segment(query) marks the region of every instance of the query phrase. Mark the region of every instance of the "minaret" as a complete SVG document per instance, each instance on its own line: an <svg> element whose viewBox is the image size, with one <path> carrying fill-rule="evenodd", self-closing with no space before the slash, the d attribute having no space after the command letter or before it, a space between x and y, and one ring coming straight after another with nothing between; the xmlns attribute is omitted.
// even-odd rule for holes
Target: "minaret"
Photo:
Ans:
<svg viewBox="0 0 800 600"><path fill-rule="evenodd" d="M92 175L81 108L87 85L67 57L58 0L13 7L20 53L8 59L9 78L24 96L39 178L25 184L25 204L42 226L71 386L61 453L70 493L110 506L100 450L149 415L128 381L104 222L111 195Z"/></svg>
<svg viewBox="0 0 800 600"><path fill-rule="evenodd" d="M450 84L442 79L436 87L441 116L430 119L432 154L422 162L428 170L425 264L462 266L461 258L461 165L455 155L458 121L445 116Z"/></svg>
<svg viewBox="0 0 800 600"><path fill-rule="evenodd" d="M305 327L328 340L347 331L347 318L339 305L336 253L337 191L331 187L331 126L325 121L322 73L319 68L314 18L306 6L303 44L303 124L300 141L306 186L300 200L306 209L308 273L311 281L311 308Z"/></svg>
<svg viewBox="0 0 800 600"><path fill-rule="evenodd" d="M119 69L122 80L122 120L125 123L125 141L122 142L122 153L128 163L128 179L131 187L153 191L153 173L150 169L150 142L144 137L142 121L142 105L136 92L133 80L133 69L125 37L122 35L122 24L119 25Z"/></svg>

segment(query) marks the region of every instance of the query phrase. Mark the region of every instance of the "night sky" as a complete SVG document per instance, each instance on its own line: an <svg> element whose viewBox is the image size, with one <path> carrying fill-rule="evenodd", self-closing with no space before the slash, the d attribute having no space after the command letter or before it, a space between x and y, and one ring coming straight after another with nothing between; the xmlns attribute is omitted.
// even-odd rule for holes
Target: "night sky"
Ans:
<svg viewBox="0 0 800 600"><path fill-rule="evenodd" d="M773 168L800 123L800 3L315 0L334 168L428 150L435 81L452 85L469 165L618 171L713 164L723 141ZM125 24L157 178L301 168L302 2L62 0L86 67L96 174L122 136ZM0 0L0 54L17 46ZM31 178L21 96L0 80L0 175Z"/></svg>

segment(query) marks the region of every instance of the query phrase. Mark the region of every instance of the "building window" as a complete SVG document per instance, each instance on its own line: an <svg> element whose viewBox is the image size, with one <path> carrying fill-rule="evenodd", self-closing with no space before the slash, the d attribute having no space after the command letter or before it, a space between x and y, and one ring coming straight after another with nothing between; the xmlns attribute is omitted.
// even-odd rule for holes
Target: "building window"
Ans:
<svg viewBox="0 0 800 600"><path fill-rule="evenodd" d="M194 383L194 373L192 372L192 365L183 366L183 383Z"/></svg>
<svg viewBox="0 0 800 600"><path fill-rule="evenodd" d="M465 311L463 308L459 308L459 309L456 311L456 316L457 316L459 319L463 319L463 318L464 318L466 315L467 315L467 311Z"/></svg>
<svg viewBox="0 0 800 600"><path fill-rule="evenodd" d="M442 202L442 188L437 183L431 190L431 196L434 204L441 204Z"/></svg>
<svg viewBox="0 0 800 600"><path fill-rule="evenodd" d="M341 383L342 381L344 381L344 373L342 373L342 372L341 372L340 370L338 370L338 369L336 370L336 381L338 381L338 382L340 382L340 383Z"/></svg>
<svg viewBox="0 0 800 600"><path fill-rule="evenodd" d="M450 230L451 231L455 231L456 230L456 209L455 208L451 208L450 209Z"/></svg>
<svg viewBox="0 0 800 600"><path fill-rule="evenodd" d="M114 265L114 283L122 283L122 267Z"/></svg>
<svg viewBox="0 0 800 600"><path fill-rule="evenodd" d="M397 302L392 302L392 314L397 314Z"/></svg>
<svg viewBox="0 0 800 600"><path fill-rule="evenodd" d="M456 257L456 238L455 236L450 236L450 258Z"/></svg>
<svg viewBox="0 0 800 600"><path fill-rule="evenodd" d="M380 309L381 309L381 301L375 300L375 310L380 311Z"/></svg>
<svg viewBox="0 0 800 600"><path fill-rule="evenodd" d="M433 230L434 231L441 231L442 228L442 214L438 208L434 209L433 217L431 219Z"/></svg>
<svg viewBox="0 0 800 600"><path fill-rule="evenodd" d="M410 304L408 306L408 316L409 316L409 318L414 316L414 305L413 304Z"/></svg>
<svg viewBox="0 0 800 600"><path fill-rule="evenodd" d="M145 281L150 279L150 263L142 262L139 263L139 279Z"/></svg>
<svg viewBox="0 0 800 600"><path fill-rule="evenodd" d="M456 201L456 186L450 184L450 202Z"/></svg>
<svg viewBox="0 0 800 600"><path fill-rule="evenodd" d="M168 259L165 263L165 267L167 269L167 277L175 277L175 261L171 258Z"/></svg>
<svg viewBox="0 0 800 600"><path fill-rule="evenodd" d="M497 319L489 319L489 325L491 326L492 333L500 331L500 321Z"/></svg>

PROBLEM
Pull every line containing "Target" out of the records.

EXERCISE OUTPUT
Target: "minaret"
Target: "night sky"
Target: "building window"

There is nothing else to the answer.